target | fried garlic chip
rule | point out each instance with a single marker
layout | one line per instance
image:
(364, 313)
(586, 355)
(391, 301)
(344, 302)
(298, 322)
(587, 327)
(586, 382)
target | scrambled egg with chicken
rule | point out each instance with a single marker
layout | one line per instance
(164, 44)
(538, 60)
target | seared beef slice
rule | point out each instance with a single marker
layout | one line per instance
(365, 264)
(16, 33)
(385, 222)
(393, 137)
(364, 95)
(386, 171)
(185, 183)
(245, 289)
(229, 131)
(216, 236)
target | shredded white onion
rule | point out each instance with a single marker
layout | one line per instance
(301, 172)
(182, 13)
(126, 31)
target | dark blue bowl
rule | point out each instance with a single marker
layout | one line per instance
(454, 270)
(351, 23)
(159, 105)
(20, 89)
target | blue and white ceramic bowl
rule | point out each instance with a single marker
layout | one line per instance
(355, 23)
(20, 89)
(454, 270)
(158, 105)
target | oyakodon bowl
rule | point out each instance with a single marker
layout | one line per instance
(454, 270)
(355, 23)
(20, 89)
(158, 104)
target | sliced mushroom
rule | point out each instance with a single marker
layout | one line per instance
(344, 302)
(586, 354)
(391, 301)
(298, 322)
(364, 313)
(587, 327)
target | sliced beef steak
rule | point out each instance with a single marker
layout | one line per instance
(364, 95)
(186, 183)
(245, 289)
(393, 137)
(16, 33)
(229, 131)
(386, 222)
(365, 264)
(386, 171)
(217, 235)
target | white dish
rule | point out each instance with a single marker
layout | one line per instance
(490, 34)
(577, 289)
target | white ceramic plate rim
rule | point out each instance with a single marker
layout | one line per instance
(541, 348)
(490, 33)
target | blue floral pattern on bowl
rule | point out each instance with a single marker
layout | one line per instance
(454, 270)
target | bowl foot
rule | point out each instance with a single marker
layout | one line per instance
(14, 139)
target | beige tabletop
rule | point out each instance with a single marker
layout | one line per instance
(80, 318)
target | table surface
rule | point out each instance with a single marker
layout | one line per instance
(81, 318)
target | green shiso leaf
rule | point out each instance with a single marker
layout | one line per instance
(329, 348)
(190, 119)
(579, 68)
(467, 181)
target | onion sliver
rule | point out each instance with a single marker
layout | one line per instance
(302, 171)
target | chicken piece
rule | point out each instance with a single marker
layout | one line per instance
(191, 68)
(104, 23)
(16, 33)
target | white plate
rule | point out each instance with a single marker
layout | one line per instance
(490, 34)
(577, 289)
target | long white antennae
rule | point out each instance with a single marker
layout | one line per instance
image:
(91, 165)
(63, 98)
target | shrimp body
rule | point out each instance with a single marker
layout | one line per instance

_Task to carry out_: Retype all of the data exactly, so that nothing differs from what is given.

_Your solution_:
target | fried garlic chip
rule | point out each instance with a single marker
layout | one line per instance
image:
(364, 313)
(586, 355)
(391, 301)
(344, 302)
(298, 322)
(587, 327)
(586, 382)
target | scrambled egg with chicken
rule | point out each instance with a single marker
layout | one line per instance
(164, 44)
(538, 60)
target | seared beef slice
rule | point out each instance with a single marker
layout | one line per instance
(365, 264)
(16, 33)
(385, 222)
(393, 137)
(364, 95)
(386, 171)
(185, 183)
(245, 289)
(229, 131)
(216, 236)
target | shredded white onion
rule | point out each instance with a single marker
layout | one line per instance
(301, 172)
(182, 13)
(126, 31)
target | dark blue bowl
rule | point out each instance with a single marker
layout | one line per instance
(454, 270)
(351, 23)
(159, 105)
(20, 89)
target | blue and white ceramic bowl
rule | point out each instance with a single marker
layout | one line per instance
(355, 23)
(20, 89)
(454, 270)
(158, 105)
target | oyakodon bowl
rule | point out each instance with a single marker
layout | one line per instance
(454, 270)
(355, 23)
(20, 89)
(158, 104)
target | sliced mushroom
rule | point out each instance with a single marker
layout | one line per instance
(344, 302)
(586, 354)
(391, 301)
(298, 322)
(364, 313)
(587, 327)
target | sliced beef steak
rule | point out each instance with a single marker
layout | one line per instance
(364, 95)
(186, 183)
(245, 289)
(393, 137)
(16, 33)
(229, 131)
(386, 222)
(365, 264)
(386, 171)
(217, 235)
target | white dish
rule | point out each instance with a single marker
layout | one line per instance
(490, 34)
(577, 289)
target | white ceramic plate rim
rule | point out each instance with a single marker
layout | one line per instance
(541, 348)
(490, 33)
target | blue floral pattern on bowl
rule | point out each instance with a single marker
layout | one line per instance
(454, 270)
target | bowl foot
rule | point out each instance with a single marker
layout | one line per instance
(14, 139)
target | beige tabletop
rule | point out each instance with a single marker
layout | one line per instance
(80, 318)
target | table surface
rule | point out each instance with a single marker
layout | one line per instance
(81, 318)
target | green shiso leaf
rule | point out each instance with a single marker
layout | one line per instance
(329, 348)
(190, 119)
(579, 68)
(467, 181)
target | onion sliver
rule | point out each instance with a single marker
layout | one line per instance
(302, 171)
target | chicken piece
rule | point out each instance with a single marker
layout | one line per instance
(191, 68)
(104, 23)
(16, 33)
target | white plate
rule | point out each instance with a single marker
layout | one line per instance
(490, 34)
(577, 289)
target | long white antennae
rule | point out each instance with a single marker
layout | one line per instance
image:
(91, 165)
(63, 98)
target | shrimp body
rule | point out each instance with a single marker
layout | one line per instance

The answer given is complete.